SUPPLIED RECORDS:

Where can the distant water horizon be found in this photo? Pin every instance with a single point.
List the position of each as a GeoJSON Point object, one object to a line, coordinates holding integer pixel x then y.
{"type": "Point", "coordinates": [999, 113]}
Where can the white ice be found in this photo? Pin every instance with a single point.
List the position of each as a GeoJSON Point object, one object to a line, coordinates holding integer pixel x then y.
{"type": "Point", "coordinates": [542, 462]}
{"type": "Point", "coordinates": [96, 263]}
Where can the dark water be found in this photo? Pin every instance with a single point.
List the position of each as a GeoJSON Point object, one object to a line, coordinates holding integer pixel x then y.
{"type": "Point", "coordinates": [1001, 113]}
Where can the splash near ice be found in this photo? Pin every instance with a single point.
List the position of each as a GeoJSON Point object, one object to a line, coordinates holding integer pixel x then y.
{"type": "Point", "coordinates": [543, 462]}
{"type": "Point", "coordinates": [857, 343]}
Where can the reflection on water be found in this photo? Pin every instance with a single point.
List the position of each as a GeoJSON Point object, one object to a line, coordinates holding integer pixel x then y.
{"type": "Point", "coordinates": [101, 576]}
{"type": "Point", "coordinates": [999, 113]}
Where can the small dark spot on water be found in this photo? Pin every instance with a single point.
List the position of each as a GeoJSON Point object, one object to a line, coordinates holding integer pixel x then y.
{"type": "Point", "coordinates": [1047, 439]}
--
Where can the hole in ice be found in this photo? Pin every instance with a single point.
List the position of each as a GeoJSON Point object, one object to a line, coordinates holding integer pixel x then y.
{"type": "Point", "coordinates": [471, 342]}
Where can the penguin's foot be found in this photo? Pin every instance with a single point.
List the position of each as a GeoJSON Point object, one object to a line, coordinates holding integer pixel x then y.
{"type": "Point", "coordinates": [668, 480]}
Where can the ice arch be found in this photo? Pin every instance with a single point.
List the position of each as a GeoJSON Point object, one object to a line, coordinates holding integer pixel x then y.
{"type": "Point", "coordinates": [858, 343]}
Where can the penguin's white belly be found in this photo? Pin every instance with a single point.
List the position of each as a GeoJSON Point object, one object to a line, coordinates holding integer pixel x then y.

WHAT IS EXPECTED: Produce a word-for-word copy of everything above from the line holding "Where can the distant" down to the line holding "Where can the dark", with both of those lines kept.

SOLUTION TO THIS TASK:
Where can the distant water horizon be found in this photo? Pin every instance with a single point.
List the position of each as a GeoJSON Point object, one object to a line, coordinates holding integer pixel x then y.
{"type": "Point", "coordinates": [999, 113]}
Where can the white ice be found in this photo? Pin every instance with a single point.
List the position of each as a GeoJSON Point object, one object to a line, coordinates holding integer pixel x then y.
{"type": "Point", "coordinates": [542, 462]}
{"type": "Point", "coordinates": [96, 263]}
Where can the dark water be found in this photo? Pin every instance with a single point.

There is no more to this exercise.